* **Text provided**:
____________
The portable intelligent controller 104 is preferably compact, lightweight and movable relative to the base unit 102. In one embodiment, the dimension and weight of the intelligent controller 104 are similar to those of a cellular phone or personal digital assistant (PDA) so that the controller 104 can be easily and conveniently carried by the patient 110. In one implementation, the portable intelligent controller 104 weighs less than 5 lbs, preferably less than 3 lbs, more preferably less than 2 lbs. In another implementation, the portable intelligent controller 104 has a length of less than or equal to 4 inches, a width of less than or equal to 4 inches, and a thickness of less than or equal to 1 inch. In certain preferred embodiments, the portable intelligent controller 104 functions as the brain of the therapeutic gas system by performing a variety of different functions such as controlling the delivery and metering of the gas flow to the patient, adjusting rate of gas production based on process conditions, monitoring and recording various parameters of the system, and allowing the patient to adjust various settings through the user interface 106 attached thereto.
The portable intelligent controller 104 communicates with the base unit through the communication link 108. The communication link 108 can be based on a variety of different systems and technologies including but not limited to electronic interface by cable, infrared systems, pneumatic systems, wireless radio, voice recognitions, or other technologies. Preferably, the communication link 108 is located external to the base unit 102, which allows the portable intelligent controller 104 to operate remotely at a distant from the base unit 102.
The general function and operation of oxygen concentrators are known in the art and therefore will only be briefly discussed below. In the oxygen concentrator, the air inlet 112 provides air to the compressor 114 through various filters. The compressed air is routed through the adsorbent beds 116 in accordance with a pressure swing adsorption (PSA) cycle, which typically selectively adsorbs one or more atmospheric components in the compressed air, leaving a product gas with a higher concentration of the remaining, un-adsorbed components. A portion of the product gas is subsequently routed to fill the product storage 122 while another portion is used to recharge the adsorbent material in the adsorbent beds 116. The waste gas, typically nitrogen rich, is exhausted from the system through the exhaust port 120. The arrangement of adsorbent beds, valving, PSA cycles can vary based on the concentrator design. Process variables such as valve timing, gas flow rates, and compressor speed are often adjusted to optimize the production of gas based on the patient's need and other process conditions. Further details of the workings of concentrator based oxygen therapy systems are described in Applicant's co-pending U.S. Pat. No. 10/962,194, which is incorporated by reference in its entirety.
____________
* **Stored data entries**:
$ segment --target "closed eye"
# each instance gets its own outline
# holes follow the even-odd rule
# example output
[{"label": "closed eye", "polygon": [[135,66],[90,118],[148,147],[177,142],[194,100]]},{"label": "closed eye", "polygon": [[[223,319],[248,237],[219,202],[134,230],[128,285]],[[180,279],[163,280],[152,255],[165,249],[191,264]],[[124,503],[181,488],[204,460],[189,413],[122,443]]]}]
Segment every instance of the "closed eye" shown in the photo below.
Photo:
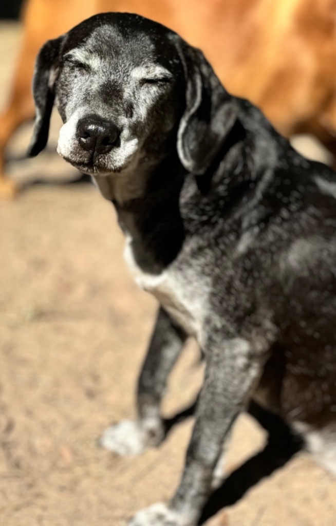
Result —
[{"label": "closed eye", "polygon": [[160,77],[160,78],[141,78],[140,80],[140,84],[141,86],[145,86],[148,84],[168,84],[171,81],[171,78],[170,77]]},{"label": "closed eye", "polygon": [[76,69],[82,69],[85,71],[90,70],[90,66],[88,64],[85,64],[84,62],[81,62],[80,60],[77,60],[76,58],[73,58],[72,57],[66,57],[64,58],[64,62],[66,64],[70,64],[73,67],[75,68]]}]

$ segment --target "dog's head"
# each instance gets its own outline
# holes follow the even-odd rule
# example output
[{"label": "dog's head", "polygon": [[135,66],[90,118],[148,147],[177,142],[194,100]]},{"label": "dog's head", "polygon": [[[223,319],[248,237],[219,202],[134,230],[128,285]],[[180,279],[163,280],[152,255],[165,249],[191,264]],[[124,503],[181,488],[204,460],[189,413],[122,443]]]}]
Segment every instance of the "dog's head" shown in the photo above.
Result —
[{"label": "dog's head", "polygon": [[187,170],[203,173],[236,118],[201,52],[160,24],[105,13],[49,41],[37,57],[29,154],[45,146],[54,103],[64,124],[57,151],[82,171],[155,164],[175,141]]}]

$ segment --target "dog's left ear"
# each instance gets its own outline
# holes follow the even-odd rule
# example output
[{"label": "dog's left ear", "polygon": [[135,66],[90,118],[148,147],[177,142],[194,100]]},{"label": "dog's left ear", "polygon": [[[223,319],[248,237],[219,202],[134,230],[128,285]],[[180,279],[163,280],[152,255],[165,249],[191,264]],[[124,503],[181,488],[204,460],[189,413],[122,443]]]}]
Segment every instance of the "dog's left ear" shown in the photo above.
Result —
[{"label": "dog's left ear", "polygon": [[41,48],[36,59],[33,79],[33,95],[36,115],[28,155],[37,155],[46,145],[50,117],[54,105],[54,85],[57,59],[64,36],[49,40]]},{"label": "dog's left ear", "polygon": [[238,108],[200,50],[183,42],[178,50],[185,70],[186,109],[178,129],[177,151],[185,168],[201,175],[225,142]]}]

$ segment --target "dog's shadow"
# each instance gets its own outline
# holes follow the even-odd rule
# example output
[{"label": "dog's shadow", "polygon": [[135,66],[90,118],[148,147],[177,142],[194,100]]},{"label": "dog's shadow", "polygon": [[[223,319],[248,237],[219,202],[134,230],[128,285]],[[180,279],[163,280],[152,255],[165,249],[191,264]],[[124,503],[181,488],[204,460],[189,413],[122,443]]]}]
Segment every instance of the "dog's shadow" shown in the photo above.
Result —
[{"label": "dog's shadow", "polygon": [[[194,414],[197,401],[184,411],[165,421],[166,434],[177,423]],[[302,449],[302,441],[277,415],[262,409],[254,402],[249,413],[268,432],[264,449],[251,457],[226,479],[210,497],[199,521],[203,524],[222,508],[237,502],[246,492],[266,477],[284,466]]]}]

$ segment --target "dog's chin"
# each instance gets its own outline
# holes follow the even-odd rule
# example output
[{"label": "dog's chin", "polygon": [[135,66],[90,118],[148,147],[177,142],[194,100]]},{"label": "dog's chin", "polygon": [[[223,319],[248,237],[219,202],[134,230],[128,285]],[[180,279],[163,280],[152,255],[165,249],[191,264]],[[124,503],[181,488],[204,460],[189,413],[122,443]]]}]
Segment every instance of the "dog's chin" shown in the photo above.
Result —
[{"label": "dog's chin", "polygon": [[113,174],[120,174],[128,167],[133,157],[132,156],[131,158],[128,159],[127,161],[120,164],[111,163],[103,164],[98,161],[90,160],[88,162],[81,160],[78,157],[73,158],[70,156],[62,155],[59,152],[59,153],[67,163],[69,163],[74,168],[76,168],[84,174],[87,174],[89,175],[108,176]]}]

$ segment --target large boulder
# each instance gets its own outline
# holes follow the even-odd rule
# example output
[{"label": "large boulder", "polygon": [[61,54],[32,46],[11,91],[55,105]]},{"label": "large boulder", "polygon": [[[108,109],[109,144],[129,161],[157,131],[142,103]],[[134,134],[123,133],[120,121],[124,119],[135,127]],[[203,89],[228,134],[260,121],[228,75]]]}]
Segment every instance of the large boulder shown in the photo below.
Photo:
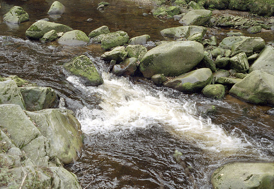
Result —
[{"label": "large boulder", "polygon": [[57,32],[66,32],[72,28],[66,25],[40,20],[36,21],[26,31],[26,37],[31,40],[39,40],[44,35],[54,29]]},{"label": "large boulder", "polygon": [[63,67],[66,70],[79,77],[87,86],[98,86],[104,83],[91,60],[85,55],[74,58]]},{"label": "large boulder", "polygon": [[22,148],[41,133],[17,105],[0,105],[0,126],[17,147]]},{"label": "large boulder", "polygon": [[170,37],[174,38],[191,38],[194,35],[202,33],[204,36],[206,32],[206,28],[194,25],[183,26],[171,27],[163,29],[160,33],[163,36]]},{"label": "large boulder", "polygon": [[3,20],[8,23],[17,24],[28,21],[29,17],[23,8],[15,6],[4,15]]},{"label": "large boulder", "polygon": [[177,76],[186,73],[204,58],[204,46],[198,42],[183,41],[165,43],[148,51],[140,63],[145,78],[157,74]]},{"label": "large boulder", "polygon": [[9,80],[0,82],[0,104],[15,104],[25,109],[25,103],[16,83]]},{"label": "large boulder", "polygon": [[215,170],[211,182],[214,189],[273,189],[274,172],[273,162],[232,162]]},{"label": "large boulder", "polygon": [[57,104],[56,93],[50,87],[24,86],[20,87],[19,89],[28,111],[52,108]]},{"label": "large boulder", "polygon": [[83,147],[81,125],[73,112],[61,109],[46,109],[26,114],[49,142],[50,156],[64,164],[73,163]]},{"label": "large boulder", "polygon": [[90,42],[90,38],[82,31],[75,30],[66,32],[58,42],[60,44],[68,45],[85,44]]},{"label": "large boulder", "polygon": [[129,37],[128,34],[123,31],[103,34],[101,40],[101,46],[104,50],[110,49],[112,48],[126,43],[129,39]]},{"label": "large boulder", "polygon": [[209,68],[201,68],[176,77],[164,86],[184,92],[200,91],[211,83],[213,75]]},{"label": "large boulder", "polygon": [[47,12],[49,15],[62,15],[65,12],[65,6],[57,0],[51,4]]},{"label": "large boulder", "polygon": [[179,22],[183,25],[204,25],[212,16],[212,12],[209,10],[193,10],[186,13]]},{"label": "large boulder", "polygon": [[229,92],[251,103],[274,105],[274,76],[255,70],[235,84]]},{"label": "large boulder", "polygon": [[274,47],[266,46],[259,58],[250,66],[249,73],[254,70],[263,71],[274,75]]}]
____________
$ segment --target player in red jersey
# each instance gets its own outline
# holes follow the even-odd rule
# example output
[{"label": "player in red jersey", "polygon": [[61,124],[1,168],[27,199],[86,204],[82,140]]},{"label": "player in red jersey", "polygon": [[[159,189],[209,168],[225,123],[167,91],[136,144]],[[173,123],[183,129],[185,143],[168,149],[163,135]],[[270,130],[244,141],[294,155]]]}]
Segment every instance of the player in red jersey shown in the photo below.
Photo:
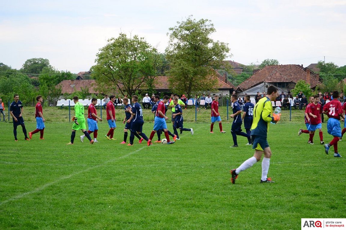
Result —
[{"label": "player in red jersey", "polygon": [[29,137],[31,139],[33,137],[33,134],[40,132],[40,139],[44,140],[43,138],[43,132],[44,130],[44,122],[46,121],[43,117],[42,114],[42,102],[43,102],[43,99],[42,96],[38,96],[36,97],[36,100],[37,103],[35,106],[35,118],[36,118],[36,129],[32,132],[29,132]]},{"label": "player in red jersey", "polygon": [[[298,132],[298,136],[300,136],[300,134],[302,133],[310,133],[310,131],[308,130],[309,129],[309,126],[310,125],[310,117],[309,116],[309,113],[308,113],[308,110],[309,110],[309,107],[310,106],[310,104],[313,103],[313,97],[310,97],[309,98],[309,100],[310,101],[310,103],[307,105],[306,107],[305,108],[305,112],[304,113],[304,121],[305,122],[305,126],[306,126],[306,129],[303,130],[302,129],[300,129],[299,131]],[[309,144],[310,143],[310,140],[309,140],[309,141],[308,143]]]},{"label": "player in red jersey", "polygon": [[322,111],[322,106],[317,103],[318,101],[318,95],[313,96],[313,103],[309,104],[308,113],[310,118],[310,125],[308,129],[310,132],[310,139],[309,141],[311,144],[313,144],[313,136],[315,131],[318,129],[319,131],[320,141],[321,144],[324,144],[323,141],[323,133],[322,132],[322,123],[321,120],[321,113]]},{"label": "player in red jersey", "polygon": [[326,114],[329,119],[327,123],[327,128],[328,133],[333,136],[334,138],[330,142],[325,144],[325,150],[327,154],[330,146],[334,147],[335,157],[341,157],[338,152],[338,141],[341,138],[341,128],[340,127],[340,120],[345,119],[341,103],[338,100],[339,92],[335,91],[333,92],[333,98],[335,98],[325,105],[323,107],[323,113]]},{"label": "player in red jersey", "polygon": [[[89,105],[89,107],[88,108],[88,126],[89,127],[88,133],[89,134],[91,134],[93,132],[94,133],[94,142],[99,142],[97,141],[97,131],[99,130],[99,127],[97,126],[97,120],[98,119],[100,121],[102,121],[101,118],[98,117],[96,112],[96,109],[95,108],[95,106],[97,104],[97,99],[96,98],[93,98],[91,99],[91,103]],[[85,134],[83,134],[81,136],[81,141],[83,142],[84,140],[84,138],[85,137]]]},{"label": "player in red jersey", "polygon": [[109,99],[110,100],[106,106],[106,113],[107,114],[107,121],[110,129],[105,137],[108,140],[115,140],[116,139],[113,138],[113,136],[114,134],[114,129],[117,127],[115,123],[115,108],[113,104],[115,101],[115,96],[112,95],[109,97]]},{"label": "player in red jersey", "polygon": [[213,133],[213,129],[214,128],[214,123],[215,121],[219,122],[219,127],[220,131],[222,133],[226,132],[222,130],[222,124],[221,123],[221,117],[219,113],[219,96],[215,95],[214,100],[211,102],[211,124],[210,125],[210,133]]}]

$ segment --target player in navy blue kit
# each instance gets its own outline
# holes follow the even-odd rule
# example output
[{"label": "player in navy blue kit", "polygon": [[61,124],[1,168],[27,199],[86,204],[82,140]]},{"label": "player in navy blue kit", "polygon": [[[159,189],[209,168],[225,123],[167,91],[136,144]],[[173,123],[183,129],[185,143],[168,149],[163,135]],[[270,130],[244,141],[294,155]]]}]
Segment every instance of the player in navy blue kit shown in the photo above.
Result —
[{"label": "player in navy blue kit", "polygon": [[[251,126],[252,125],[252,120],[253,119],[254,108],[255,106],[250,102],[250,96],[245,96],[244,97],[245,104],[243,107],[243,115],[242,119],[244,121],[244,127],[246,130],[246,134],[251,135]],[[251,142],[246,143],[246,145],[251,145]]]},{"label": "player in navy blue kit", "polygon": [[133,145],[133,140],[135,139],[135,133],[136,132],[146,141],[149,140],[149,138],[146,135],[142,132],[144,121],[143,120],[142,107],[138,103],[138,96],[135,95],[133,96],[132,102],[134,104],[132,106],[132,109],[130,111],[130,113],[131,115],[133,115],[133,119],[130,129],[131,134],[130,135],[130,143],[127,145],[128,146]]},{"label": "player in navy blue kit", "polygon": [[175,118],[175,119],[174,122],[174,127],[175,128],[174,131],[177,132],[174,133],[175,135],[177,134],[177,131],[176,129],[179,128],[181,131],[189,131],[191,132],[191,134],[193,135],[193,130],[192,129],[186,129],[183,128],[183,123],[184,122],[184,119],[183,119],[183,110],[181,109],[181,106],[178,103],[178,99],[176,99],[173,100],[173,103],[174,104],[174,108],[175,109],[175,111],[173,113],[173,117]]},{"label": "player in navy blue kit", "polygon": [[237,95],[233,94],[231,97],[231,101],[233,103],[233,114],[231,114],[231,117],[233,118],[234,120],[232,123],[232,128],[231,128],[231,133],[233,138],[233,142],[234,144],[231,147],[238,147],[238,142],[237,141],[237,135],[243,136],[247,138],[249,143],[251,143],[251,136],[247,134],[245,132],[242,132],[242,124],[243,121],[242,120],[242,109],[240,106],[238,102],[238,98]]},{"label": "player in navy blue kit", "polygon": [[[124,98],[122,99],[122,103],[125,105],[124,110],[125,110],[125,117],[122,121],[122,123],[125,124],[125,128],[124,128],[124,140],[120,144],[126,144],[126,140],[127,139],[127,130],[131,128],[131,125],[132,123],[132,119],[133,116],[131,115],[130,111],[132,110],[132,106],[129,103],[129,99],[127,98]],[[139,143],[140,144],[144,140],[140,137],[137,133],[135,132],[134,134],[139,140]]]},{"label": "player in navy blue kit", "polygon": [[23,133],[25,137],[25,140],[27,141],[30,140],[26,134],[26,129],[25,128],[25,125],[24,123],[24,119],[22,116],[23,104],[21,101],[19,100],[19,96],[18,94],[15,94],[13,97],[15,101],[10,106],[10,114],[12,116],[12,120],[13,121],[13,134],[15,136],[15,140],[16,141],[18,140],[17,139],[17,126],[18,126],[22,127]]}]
____________
* **Problem set**:
1. In the oxygen therapy text, what is the greatest thickness given for the portable intelligent controller in one implementation?
2. Copy from the oxygen therapy text the passage starting at "The portable intelligent controller 104 communicates" and ending at "from the base unit 102.".
3. Write what comes next in the oxygen therapy text, picking up after its last sentence.

* **Answers given**:
1. Less than or equal to 1 inch.

2.
The portable intelligent controller 104 communicates with the base unit through the communication link 108. The communication link 108 can be based on a variety of different systems and technologies including but not limited to electronic interface by cable, infrared systems, pneumatic systems, wireless radio, voice recognitions, or other technologies. Preferably, the communication link 108 is located external to the base unit 102, which allows the portable intelligent controller 104 to operate remotely at a distant from the base unit 102.

3.
As shown in
In a preferred implementation, the programmable controller 132 in the satellite conserver 105 provides this intelligent control at the point of application to the patient as it is often desirable to change the oxygen concentrator's oxygen production rate in response to the rate at which oxygen is being delivered to the patient. In some embodiments, changing the oxygen concentrator's production rate may require changing the speed of the compressor or changing other operating parameters of the base unit 102 such as valve timing, voltage or current supply to components, or net power consumption. Thus, in a preferred implementation, the programmable controller 132 of the satellite conserver 105 communicates information to and from the base unit via the communication link 108. This communication may be electronic, pneumatic, infrared, radio transmission, satellite link, cellular telephony, or by a combination of these methods. The portable intelligent controller 104, which comprises the satellite conserver 105, provides a level of patient control of the oxygen concentrator 102 functionality while the patient is at a distance from the concentrator. As such, it is advantageous to allow the patient to change settings on the concentrator without the necessity of returning to the oxygen source. It will be further understood that, in some embodiments, the programmable controller designed to remotely communicate with and control the oxygen concentrator is independent from the programmable controller of the satellite conserver. Moreover, in certain implementations, the portable intelligent controller and the satellite conserver are two separate components housed in different enclosures.
In additional to gas flow between the base unit 102 and the satellite conserver 105, other communications between the two units include power to the conserver for the breath pressure sensors, valve timing, patient interface, patient interface settings, and valve/sensor status and control using known electronic, infrared, or other communication methods. In addition to bolus delivery through the cannula, the satellite conserver 105 can also interface with the patient 110 in an information sense, such as providing system error reporting, system diagnosis. In one embodiment, the base unit 102 provides oxygen, error reporting for internal functions, and limited external communication. The base unit 102 in some implementations has a transportable power source, such as a battery or a fuel cell. In one embodiment, the patient can remotely adjust the valve timing, compressor speed, flow rates and other settings of the base unit 102 through the user interface 106 of the satellite conserver 105.
Additionally, the programmable controller 132 is preferably capable of controlling complex breath detection and delivery scenarios and can assume many of the control functions typically resident in single unit oxygen sources. In one embodiment, the portable intelligent controller incorporating the satellite conserver 105 handles substantially the complete user interface, error reporting, data logging and reporting, and external communications. However, the portable intelligent controller still maintains a compact dimension, preferably less than 3.25 inches×5.25 inches×1 inch. In other preferred embodiments, the portable intelligent controller, including the satellite conserver, has substantially the same size as that of a cellular phone or a PDA. The portable intelligent controller, including the satellite conserver, may require appropriate sized power sources on the scale of a cell phone battery. The portable intelligent controller may be easily carried around, worn on a belt clip if desired, thereby permitting the patient to be essentially free of the base unit 102 most of the time.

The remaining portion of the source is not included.